• Task directions:
Please set down exactly the lines from the one that contains "x=270, y=183" through the end of the material, leaving out every picture.
BEGIN The data
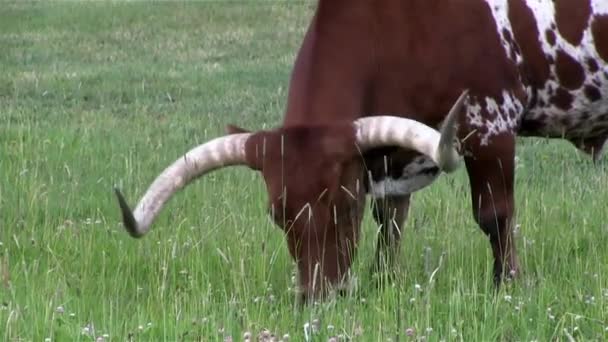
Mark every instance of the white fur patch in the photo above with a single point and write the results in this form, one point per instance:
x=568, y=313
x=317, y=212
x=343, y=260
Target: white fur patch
x=583, y=116
x=415, y=176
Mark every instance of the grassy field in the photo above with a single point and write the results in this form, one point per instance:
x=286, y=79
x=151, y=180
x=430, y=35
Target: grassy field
x=94, y=94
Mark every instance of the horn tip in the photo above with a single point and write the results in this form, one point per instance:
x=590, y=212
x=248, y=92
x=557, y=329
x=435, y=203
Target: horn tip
x=127, y=216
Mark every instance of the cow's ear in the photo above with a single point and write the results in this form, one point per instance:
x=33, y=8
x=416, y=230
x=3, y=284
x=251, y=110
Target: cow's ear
x=254, y=150
x=339, y=143
x=233, y=129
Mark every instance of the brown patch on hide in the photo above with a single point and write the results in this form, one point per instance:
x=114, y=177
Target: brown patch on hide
x=599, y=30
x=592, y=93
x=592, y=64
x=527, y=36
x=569, y=71
x=562, y=99
x=571, y=17
x=550, y=36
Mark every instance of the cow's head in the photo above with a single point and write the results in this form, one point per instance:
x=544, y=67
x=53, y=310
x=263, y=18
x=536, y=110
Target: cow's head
x=314, y=180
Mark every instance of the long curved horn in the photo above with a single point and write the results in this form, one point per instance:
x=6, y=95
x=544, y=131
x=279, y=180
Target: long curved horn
x=217, y=153
x=377, y=131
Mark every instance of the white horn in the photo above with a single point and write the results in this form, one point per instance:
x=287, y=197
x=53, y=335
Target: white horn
x=217, y=153
x=377, y=131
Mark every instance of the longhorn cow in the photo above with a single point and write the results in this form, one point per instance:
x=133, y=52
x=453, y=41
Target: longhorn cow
x=372, y=83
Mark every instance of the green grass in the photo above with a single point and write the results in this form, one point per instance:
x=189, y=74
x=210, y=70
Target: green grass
x=94, y=94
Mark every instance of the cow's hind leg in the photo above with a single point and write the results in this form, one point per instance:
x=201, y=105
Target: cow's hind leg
x=390, y=214
x=491, y=174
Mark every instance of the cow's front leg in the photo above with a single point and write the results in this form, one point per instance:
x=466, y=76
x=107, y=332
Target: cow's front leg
x=491, y=174
x=390, y=214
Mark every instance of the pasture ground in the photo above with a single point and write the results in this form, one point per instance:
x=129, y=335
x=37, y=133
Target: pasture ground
x=94, y=94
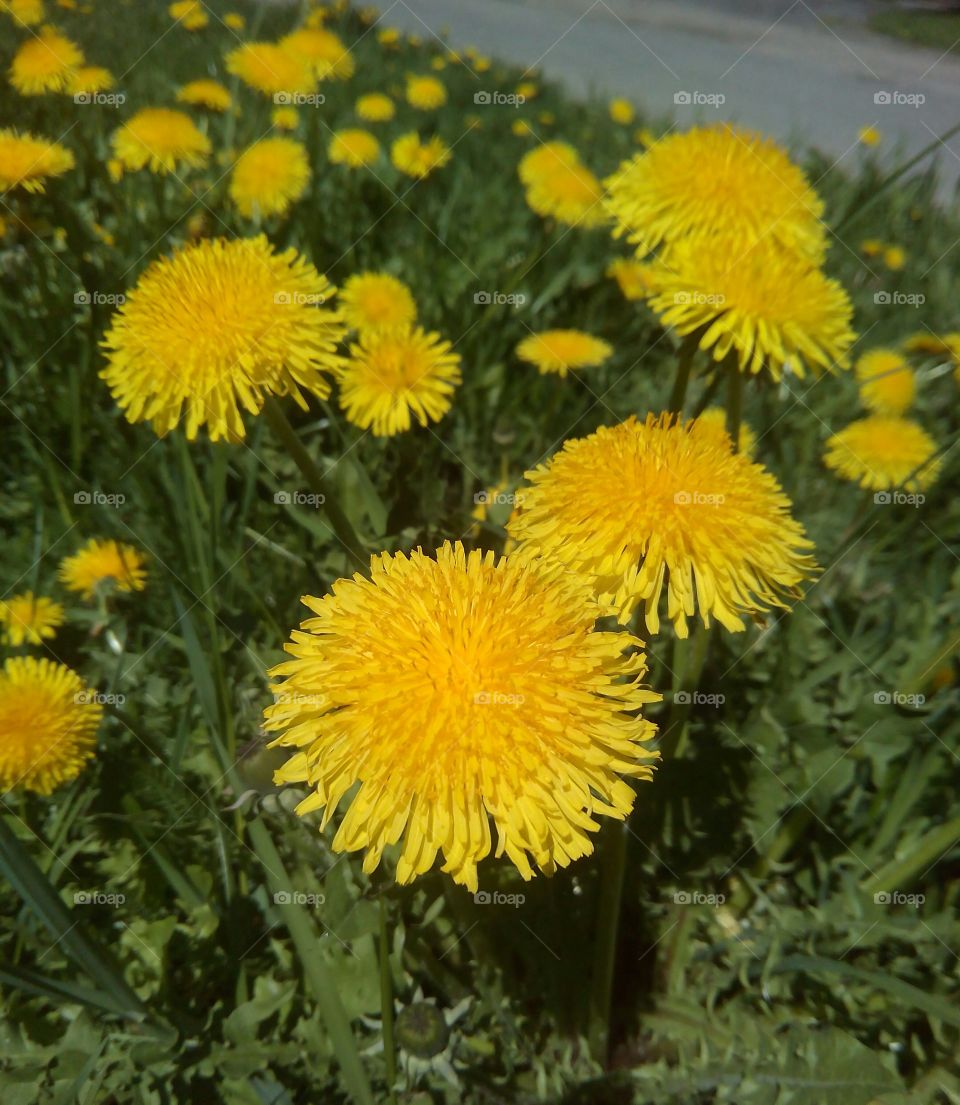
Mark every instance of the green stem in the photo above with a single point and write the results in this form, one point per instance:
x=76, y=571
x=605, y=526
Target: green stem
x=339, y=522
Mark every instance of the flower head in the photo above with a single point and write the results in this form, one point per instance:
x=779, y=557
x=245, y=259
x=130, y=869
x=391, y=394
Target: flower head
x=204, y=93
x=372, y=300
x=642, y=503
x=394, y=372
x=28, y=161
x=44, y=63
x=29, y=619
x=270, y=69
x=883, y=453
x=500, y=702
x=765, y=304
x=102, y=562
x=887, y=385
x=711, y=180
x=218, y=326
x=354, y=147
x=48, y=725
x=270, y=176
x=160, y=139
x=560, y=350
x=419, y=158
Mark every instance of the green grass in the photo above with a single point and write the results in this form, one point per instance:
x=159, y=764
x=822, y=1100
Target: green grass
x=797, y=799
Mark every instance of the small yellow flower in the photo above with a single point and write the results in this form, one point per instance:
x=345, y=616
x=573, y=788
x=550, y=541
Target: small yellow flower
x=425, y=93
x=560, y=350
x=376, y=107
x=397, y=374
x=204, y=93
x=48, y=725
x=161, y=140
x=883, y=453
x=419, y=158
x=369, y=301
x=29, y=619
x=101, y=562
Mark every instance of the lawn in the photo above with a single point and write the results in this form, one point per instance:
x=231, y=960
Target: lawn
x=508, y=824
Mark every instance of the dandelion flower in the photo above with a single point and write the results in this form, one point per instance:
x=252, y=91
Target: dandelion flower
x=209, y=94
x=270, y=176
x=394, y=372
x=642, y=504
x=160, y=139
x=29, y=619
x=419, y=158
x=560, y=350
x=887, y=385
x=267, y=67
x=44, y=63
x=326, y=54
x=218, y=326
x=763, y=304
x=355, y=148
x=373, y=300
x=48, y=725
x=425, y=93
x=713, y=180
x=882, y=453
x=28, y=161
x=456, y=691
x=376, y=107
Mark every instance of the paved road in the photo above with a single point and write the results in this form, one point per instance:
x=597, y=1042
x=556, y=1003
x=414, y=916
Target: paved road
x=805, y=73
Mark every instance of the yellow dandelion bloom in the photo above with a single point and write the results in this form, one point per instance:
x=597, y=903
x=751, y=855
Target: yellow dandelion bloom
x=218, y=326
x=323, y=51
x=161, y=140
x=632, y=277
x=355, y=148
x=418, y=158
x=560, y=350
x=763, y=304
x=190, y=14
x=394, y=372
x=369, y=301
x=621, y=111
x=44, y=63
x=28, y=161
x=887, y=385
x=48, y=725
x=29, y=619
x=715, y=419
x=640, y=504
x=268, y=177
x=425, y=93
x=204, y=93
x=714, y=180
x=376, y=107
x=267, y=67
x=104, y=562
x=502, y=701
x=883, y=453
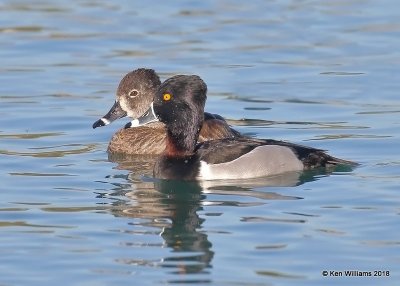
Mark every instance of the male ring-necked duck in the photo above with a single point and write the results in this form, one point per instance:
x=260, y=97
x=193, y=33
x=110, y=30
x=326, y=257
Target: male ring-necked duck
x=134, y=96
x=179, y=103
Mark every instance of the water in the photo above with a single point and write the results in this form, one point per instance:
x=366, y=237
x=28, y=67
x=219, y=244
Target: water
x=321, y=73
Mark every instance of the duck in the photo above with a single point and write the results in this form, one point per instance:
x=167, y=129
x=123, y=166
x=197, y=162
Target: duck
x=179, y=104
x=134, y=95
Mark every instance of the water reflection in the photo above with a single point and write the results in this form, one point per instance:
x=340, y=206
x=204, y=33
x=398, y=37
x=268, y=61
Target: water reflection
x=175, y=211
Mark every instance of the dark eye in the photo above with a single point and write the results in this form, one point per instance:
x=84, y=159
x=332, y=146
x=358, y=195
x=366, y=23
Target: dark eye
x=133, y=93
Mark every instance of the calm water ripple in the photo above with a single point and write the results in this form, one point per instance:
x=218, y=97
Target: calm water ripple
x=320, y=73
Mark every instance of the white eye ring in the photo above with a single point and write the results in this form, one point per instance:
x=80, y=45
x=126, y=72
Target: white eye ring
x=133, y=93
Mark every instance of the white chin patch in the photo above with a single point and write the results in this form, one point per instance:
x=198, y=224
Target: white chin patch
x=134, y=123
x=105, y=121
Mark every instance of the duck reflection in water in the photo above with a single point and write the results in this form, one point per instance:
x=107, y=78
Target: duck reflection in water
x=177, y=210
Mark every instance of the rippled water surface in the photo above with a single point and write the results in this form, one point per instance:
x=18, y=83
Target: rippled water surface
x=320, y=73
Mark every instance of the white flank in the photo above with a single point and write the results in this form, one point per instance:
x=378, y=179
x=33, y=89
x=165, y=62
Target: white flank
x=135, y=123
x=262, y=161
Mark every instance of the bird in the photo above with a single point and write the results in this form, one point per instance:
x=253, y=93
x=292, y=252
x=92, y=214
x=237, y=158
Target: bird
x=134, y=95
x=179, y=104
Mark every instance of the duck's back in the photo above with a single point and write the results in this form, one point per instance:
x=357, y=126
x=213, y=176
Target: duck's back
x=150, y=138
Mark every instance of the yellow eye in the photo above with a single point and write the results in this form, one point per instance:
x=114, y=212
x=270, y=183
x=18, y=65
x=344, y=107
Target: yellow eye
x=167, y=96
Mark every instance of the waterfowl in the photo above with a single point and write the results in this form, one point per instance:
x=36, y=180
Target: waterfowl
x=179, y=104
x=134, y=95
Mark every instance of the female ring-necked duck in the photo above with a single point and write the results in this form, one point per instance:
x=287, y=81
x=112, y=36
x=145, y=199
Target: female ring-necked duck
x=179, y=103
x=134, y=96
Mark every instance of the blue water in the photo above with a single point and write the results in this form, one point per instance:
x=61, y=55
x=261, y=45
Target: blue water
x=319, y=73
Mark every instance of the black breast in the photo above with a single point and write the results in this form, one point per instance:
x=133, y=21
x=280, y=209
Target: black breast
x=177, y=168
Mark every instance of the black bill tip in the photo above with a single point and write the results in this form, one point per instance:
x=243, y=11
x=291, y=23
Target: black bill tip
x=99, y=123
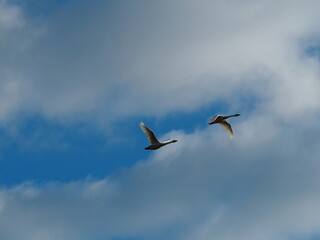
END The data
• Output:
x=270, y=183
x=18, y=65
x=344, y=107
Target: yellow eye
x=167, y=96
Mark every instance of the waterfowl in the photo above with a single point and write the results in this form, one point per instance:
x=36, y=180
Target: waterfowl
x=179, y=104
x=134, y=95
Mark every instance of the female ring-necked duck in the photo above with a single point and write the results in this form, one point per instance:
x=287, y=81
x=112, y=36
x=145, y=199
Target: female ring-necked duck
x=179, y=103
x=134, y=96
Mark every instance of the blue water in the photo above with a single point and write the results in this form, one point per instance:
x=61, y=55
x=261, y=45
Target: blue water
x=319, y=73
Mark every instance of the black breast in the photo above with a single point and write the results in this form, one point per instance:
x=133, y=21
x=280, y=209
Target: black breast
x=177, y=168
Mark every instance of the black bill tip in the photo above with a single point and write the results in this form, one point per instance:
x=243, y=11
x=291, y=23
Target: black bill tip
x=99, y=123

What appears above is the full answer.